## Required actions
[A] According to the passage on press coverage of the 1992 Clinton campaign, which two presidents understood the herd's habits "perfectly and instinctively"?
[B] Pick up the passage on press coverage of the 1992 Clinton campaign right after its last sentence and keep writing.

START Source document

The second wave of scorps was heading my way now. They would want a react to whatever the opposing spinners had laid down. And now they were all over me, and the questions—it was weird—were about process: How would we be able to soldier on with the press all over us about [Flowers]? How would we be able to get our message out? Wouldn’t we just be on the defensive now? The press was asking this. It was surreal.

True enough, as far as it goes. Yet the narrator sees only half the irony in his later sarcastic commentary:

The scorps weren’t reporting the trash, but how we dealt with the trash. The story hadn’t really broken yet—and already it was one step removed: the press was reporting about how the candidate would deal with how the press would report about the story.

This is having it both ways. I remember “the bimbo explosion” very well from New Hampshire in 1992. But the Clinton operatives did not decline their share of the credit when the press decided to award Hillary Clinton the palm for her performance at her husband’s side, when she effectively bluffed on the Flowers flap and was not called on it—or on much else besides, including the Savings and Loan matter then current. The herd has this virtue; it can give you a bad press for getting a bad press but, out of sheer feeble fair-mindedness, it will also give you a good press for getting a good press. John F. Kennedy and Ronald Reagan understood this perfectly and instinctively in a way that the Clintonoids, riddled with self-pity, do not.

END Source document
START Provided material

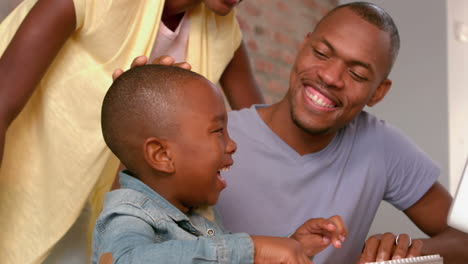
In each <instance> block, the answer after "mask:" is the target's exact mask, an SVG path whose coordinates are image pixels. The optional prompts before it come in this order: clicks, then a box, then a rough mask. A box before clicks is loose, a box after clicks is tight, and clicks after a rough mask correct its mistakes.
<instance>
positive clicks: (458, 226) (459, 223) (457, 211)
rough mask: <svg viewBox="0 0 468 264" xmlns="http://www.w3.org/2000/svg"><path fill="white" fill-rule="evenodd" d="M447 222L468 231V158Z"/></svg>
mask: <svg viewBox="0 0 468 264" xmlns="http://www.w3.org/2000/svg"><path fill="white" fill-rule="evenodd" d="M448 224H449V226H451V227H454V228H457V229H459V230H461V231H463V232H466V233H468V159H467V160H466V162H465V168H464V169H463V174H462V176H461V178H460V183H459V184H458V189H457V192H456V194H455V198H454V200H453V202H452V206H451V208H450V212H449V216H448Z"/></svg>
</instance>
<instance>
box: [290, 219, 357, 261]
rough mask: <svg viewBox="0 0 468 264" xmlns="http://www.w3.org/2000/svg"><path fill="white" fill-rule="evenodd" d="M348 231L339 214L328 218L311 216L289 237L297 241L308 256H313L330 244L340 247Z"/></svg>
mask: <svg viewBox="0 0 468 264" xmlns="http://www.w3.org/2000/svg"><path fill="white" fill-rule="evenodd" d="M347 235H348V231H347V229H346V226H345V224H344V222H343V219H341V217H340V216H338V215H335V216H332V217H330V218H328V219H324V218H311V219H309V220H307V221H306V222H305V223H304V224H303V225H301V226H300V227H299V228H298V229H297V230H296V232H294V234H293V235H292V236H291V238H293V239H295V240H297V241H299V243H301V245H302V247H303V248H304V251H305V252H306V254H307V255H308V256H313V255H315V254H317V253H318V252H320V251H322V250H324V249H325V248H327V247H328V246H329V245H330V244H332V245H333V246H334V247H335V248H341V245H342V243H343V242H344V240H345V239H346V236H347Z"/></svg>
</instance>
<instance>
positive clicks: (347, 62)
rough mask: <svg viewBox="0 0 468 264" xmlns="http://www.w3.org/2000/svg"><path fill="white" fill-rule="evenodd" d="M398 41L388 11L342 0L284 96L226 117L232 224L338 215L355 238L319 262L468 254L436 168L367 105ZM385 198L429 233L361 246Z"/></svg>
mask: <svg viewBox="0 0 468 264" xmlns="http://www.w3.org/2000/svg"><path fill="white" fill-rule="evenodd" d="M398 49H399V35H398V30H397V28H396V26H395V24H394V23H393V21H392V19H391V17H390V16H389V15H388V14H387V13H386V12H385V11H384V10H382V9H381V8H379V7H377V6H375V5H373V4H369V3H362V2H361V3H351V4H347V5H343V6H339V7H337V8H335V9H334V10H332V11H331V12H330V13H328V14H327V15H326V16H325V17H324V18H323V19H322V20H321V21H320V22H319V24H318V25H317V27H316V28H315V30H314V31H313V32H312V33H310V34H308V35H307V37H306V38H305V40H304V42H303V44H302V46H301V48H300V50H299V52H298V54H297V57H296V61H295V64H294V66H293V68H292V72H291V76H290V87H289V91H288V93H287V94H286V96H285V97H284V98H283V99H282V100H281V101H280V102H278V103H276V104H273V105H270V106H256V107H253V108H250V109H247V110H242V111H238V112H231V113H230V116H229V131H230V133H231V136H232V138H233V139H234V140H235V141H236V142H237V144H238V152H237V153H236V154H235V155H234V160H235V164H234V166H233V167H232V169H231V171H230V172H229V173H228V174H226V180H227V183H228V188H227V189H226V190H225V192H224V193H223V195H221V197H220V201H219V203H218V205H217V207H218V209H219V210H220V212H221V215H222V216H223V220H224V223H225V225H226V227H227V228H228V229H231V231H233V232H237V231H243V232H248V233H251V234H257V235H287V234H291V233H293V232H294V230H295V229H296V228H297V227H298V226H299V225H300V224H302V223H303V222H305V221H306V220H307V219H309V218H312V217H327V216H331V215H335V214H338V215H341V216H342V217H343V220H344V222H345V224H346V226H348V228H349V234H348V238H347V241H346V242H345V243H344V244H343V247H342V248H341V249H331V248H329V249H327V250H325V251H324V252H323V253H321V254H319V255H317V256H316V258H315V259H314V263H316V264H321V263H355V262H356V261H359V262H360V263H364V262H371V261H381V260H387V259H396V258H404V257H411V256H415V255H419V254H423V255H428V254H441V255H442V256H443V257H444V259H445V263H467V262H468V253H467V252H466V248H465V247H466V246H464V245H467V243H468V235H467V234H465V233H462V232H460V231H458V230H455V229H453V228H450V227H448V226H447V222H446V218H447V213H448V210H449V207H450V203H451V201H452V198H451V196H450V195H449V193H448V192H447V191H446V190H445V189H444V188H443V187H442V185H441V184H439V183H438V182H437V177H438V176H439V174H440V170H439V169H438V168H437V166H436V165H435V164H434V162H433V161H431V159H430V158H429V157H428V156H427V155H426V154H424V153H422V152H421V150H419V148H417V147H416V146H415V145H414V143H412V142H411V141H410V140H408V139H407V138H406V137H405V136H403V135H402V134H401V132H399V131H398V130H397V129H395V128H393V127H391V126H390V125H388V124H386V123H385V122H383V121H381V120H378V119H377V118H375V117H374V116H372V115H370V114H368V113H366V112H364V111H362V110H363V108H364V107H365V106H366V105H368V106H373V105H375V104H377V103H378V102H380V101H381V100H382V99H383V98H384V96H385V95H386V93H387V92H388V91H389V89H390V86H391V80H389V79H388V74H389V73H390V70H391V68H392V65H393V63H394V61H395V59H396V57H397V54H398ZM381 200H386V201H388V202H390V203H391V204H393V205H394V206H395V207H397V208H398V209H400V210H402V211H403V212H404V213H405V214H406V215H407V216H408V217H409V218H410V219H411V220H412V221H413V222H414V223H415V224H416V225H417V226H418V227H419V228H420V229H421V230H422V231H424V232H425V233H426V234H428V235H429V236H431V238H430V239H422V240H415V241H412V242H411V240H410V238H409V237H408V236H407V235H401V236H400V237H399V240H398V241H396V238H395V236H394V235H393V234H390V233H386V234H384V235H376V236H373V237H371V238H370V239H369V240H368V241H367V242H365V239H366V236H367V233H368V231H369V228H370V225H371V223H372V220H373V218H374V216H375V213H376V211H377V208H378V206H379V204H380V202H381ZM435 212H436V213H435ZM396 242H398V246H395V243H396ZM363 247H364V249H363ZM395 248H396V249H395ZM361 251H362V253H361Z"/></svg>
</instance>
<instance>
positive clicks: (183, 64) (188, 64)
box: [174, 62, 192, 71]
mask: <svg viewBox="0 0 468 264" xmlns="http://www.w3.org/2000/svg"><path fill="white" fill-rule="evenodd" d="M174 66H177V67H180V68H183V69H186V70H189V71H190V70H191V69H192V65H190V64H189V63H188V62H179V63H176V64H174Z"/></svg>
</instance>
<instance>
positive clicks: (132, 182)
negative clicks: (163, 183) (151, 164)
mask: <svg viewBox="0 0 468 264" xmlns="http://www.w3.org/2000/svg"><path fill="white" fill-rule="evenodd" d="M120 183H121V186H122V187H121V189H119V190H115V191H112V192H110V193H108V194H107V195H106V198H105V204H104V209H103V211H102V213H101V215H100V216H99V218H98V220H97V222H96V225H95V228H94V234H93V255H92V263H93V264H95V263H98V262H99V261H100V258H101V256H102V255H103V254H105V253H110V254H112V255H111V256H112V259H113V262H112V263H125V264H130V263H181V264H186V263H253V253H254V249H253V242H252V240H251V238H250V236H249V235H248V234H245V233H236V234H229V233H226V232H225V231H224V229H223V227H222V224H221V223H220V222H219V217H218V216H217V215H216V217H215V220H214V222H211V221H209V220H207V219H205V218H203V217H202V216H200V215H198V214H195V213H189V214H188V215H186V214H184V213H182V212H181V211H180V210H178V209H177V208H176V207H175V206H173V205H172V204H170V203H169V202H168V201H167V200H166V199H164V198H163V197H161V196H160V195H159V194H157V193H156V192H155V191H153V190H152V189H150V188H149V187H148V186H147V185H145V184H144V183H142V182H141V181H139V180H138V179H136V178H134V177H132V176H129V175H128V174H126V173H125V172H121V173H120ZM110 254H106V255H107V257H109V255H110Z"/></svg>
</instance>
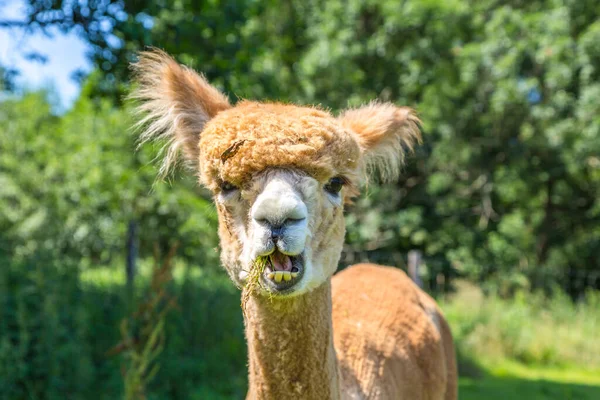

END Provided material

## Results of the tasks
[A] John F. Kennedy and Ronald Reagan

[B]
Journalism and its “professional ethics” are at the center of the Greenfield and Lehrer fictions. In The People’s Choice, Greenfield annexes a familiar sports phrase—“full court press”—to make a happy metaphor for media frenzy. (Usually, it’s a bad thing when sports terms make their transition to the political vernacular, but the press has courtly qualities which justify this one.) And he tries to demonstrate that he has “seen through” the pretenses of the two professions—full-time politician and prestige journalist—which he straddles.

Mr. Greenfield is one of the ornaments of a television show that has made gurus out of Henry Kissinger and Benjamin Netanyahu. Can he afford to be candid? Well, here is how he describes the clout of his patrician vice-presidential character:

Block was one of the few people in public life who could, with a single phone call, arrange for a contrite New York Times editorial page apology for a reporter’s acerbic observation the day before—an accomplishment usually available only to bankers with a net worth of more than one billion dollars, or corpulent, Teutonic ex-secretaries of state.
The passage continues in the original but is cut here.